> [SET PROBLEM 1]:
In the text on early childhood education in ancient Rome, why did rich parents have little contact with their children during the first seven years? Answer in one to three sentences.
> [SET PROBLEM 2]:
Select every line of the listing that contains the word "utility", matching case exactly.

===== TEXT SEGMENT =====

Early Childhood Education in Ancient Rome

The Roman Empire was like any other empire in that it was made up of families. These families raised their children so that the children would, in turn, one day serve or rule. Therefore, it is reasonable to make the conclusion that there was some style or way in which the Romans raised their children. This post will provide a brief look at how Rich and poor Romans went about approaching the challenge of early childhood education.

At birth, a child was swaddled for about two months. This was done to ensure strong limbs and prevent the child from poking at their eyes. During the first seven years of life rich parents had little contact with their child. This was because the infant mortality rate was so high. By avoiding the development of a relationship with the child rich parents avoided a large amount of the grief associated with a premature death of their child. Among the poor, this was not an option and they raised their children from the beginning.

===== MATERIAL PROVIDED =====

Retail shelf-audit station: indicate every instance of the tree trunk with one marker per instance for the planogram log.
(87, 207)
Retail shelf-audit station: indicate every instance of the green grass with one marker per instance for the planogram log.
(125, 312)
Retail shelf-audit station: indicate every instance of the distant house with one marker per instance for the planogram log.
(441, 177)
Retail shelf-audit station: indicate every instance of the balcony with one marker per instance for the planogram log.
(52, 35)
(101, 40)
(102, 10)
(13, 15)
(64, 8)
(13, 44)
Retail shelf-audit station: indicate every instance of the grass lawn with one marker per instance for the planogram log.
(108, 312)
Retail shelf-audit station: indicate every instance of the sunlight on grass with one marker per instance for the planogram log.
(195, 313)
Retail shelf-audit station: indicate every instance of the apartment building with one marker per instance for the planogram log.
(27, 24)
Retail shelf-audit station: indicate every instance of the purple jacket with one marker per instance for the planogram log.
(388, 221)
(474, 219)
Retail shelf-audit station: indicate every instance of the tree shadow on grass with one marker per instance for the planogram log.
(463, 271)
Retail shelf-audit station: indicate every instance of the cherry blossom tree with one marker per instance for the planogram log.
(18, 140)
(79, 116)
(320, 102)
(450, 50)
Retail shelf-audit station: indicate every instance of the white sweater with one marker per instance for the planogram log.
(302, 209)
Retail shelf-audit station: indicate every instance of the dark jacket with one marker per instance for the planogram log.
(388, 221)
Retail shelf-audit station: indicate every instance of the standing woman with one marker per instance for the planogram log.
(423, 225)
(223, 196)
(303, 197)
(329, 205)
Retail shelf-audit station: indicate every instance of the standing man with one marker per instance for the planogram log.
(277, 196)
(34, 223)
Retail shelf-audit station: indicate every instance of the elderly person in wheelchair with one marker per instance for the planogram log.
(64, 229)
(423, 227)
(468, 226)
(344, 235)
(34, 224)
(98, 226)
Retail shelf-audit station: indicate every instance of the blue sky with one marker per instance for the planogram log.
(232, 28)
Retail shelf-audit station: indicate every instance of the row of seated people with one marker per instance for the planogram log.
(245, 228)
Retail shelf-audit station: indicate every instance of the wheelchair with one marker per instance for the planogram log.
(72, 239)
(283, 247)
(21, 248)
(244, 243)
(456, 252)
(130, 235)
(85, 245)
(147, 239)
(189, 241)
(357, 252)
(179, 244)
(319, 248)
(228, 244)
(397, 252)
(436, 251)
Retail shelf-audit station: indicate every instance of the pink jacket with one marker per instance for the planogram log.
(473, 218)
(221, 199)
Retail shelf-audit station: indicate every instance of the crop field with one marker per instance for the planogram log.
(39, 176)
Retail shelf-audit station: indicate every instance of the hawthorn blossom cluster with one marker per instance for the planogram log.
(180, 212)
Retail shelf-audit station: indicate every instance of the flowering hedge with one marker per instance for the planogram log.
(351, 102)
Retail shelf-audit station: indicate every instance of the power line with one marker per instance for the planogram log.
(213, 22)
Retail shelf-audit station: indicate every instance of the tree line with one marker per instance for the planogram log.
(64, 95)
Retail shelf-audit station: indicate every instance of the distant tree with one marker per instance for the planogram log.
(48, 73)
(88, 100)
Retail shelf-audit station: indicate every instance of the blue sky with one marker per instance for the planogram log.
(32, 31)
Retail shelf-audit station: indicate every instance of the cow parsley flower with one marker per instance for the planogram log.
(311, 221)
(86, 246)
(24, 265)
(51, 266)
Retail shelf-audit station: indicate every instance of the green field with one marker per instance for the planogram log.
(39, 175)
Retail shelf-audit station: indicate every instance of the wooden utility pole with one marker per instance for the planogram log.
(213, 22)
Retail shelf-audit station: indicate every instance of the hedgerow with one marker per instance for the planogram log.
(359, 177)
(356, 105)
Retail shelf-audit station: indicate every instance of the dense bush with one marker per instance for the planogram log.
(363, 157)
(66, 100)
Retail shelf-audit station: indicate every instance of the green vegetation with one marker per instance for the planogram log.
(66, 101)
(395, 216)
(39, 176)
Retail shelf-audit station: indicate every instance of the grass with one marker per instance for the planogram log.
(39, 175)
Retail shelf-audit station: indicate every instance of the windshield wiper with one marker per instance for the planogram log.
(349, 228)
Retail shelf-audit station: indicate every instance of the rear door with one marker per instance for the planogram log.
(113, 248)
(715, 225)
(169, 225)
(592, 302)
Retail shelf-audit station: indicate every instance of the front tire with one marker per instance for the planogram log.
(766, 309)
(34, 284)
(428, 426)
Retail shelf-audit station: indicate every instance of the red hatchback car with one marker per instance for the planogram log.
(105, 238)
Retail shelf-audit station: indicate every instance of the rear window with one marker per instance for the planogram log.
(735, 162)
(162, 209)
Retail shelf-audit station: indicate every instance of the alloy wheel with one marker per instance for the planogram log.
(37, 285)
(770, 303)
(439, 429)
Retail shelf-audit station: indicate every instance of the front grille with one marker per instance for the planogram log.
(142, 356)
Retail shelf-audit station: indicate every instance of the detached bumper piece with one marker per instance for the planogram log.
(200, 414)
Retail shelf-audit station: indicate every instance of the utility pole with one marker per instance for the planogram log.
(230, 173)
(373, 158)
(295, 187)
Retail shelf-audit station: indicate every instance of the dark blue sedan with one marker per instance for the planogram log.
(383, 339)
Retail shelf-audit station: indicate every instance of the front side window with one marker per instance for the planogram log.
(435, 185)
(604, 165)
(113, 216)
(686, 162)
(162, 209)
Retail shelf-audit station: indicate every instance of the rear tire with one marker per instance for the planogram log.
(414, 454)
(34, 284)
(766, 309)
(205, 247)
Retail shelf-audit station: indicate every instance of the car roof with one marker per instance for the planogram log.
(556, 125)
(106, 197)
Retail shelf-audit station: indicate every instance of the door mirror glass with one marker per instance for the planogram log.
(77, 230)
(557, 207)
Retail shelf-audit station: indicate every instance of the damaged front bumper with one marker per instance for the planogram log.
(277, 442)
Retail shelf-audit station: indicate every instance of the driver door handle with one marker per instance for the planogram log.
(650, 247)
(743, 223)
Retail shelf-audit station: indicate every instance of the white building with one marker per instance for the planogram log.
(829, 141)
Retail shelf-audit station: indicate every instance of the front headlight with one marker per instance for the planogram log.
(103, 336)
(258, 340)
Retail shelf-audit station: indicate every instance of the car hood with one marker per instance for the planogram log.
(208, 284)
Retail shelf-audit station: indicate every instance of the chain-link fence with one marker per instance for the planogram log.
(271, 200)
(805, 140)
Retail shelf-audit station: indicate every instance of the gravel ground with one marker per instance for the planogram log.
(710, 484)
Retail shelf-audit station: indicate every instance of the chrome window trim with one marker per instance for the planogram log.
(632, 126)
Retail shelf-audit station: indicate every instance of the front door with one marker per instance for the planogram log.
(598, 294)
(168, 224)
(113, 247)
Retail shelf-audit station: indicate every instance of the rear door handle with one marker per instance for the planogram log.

=====

> [COMPLETE ANSWER 1]:
The infant mortality rate was very high. By not forming a relationship with the child, rich parents avoided much of the grief that came with a child's premature death.

> [COMPLETE ANSWER 2]:
Retail shelf-audit station: indicate every instance of the wooden utility pole with one marker per instance for the planogram log.
Retail shelf-audit station: indicate every instance of the utility pole with one marker per instance for the planogram log.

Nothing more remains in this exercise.